Point-per-instance localization data
-------------------------

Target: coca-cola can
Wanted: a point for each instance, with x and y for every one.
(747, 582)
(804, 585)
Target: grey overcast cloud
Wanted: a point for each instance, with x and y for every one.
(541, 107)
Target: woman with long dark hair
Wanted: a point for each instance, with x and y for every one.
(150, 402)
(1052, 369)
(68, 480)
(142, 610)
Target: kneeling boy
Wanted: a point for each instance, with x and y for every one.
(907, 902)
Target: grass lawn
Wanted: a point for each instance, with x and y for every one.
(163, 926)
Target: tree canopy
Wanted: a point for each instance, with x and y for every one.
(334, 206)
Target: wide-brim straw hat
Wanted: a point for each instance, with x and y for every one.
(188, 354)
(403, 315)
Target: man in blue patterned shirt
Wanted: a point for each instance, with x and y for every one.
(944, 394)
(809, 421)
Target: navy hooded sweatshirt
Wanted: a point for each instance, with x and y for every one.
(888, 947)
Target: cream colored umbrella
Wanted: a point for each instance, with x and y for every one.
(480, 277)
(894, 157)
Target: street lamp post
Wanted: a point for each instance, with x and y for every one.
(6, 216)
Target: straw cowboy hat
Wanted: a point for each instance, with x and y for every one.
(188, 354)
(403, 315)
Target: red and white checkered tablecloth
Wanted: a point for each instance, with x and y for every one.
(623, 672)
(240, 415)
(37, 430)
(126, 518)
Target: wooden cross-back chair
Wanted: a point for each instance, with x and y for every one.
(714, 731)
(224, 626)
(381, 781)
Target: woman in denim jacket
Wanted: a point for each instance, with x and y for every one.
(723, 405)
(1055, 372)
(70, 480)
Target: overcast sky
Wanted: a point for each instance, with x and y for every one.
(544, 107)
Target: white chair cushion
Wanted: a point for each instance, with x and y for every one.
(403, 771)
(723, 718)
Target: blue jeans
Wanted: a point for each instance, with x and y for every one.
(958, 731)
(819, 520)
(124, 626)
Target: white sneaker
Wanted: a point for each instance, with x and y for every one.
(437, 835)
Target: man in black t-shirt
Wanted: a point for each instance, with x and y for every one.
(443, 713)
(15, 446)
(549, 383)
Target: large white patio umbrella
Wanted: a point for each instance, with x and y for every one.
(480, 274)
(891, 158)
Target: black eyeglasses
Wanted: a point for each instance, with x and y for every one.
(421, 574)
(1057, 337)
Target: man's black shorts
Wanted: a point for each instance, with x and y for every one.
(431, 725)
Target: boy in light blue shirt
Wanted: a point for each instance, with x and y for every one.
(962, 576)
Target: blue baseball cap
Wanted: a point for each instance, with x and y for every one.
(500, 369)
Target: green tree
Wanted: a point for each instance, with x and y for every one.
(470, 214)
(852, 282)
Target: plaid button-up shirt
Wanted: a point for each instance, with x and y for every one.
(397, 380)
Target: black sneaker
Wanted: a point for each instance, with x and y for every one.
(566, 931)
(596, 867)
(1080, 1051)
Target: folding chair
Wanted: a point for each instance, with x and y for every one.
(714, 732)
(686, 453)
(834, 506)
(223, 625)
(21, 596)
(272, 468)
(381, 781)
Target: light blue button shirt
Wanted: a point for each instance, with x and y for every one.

-------------------------

- _REQUIRED WORK_:
Where a line of the entries contains the word "straw", copy that line.

- _FINISHED EXERCISE_:
Target: wide-brim straw hat
Target: straw cowboy hat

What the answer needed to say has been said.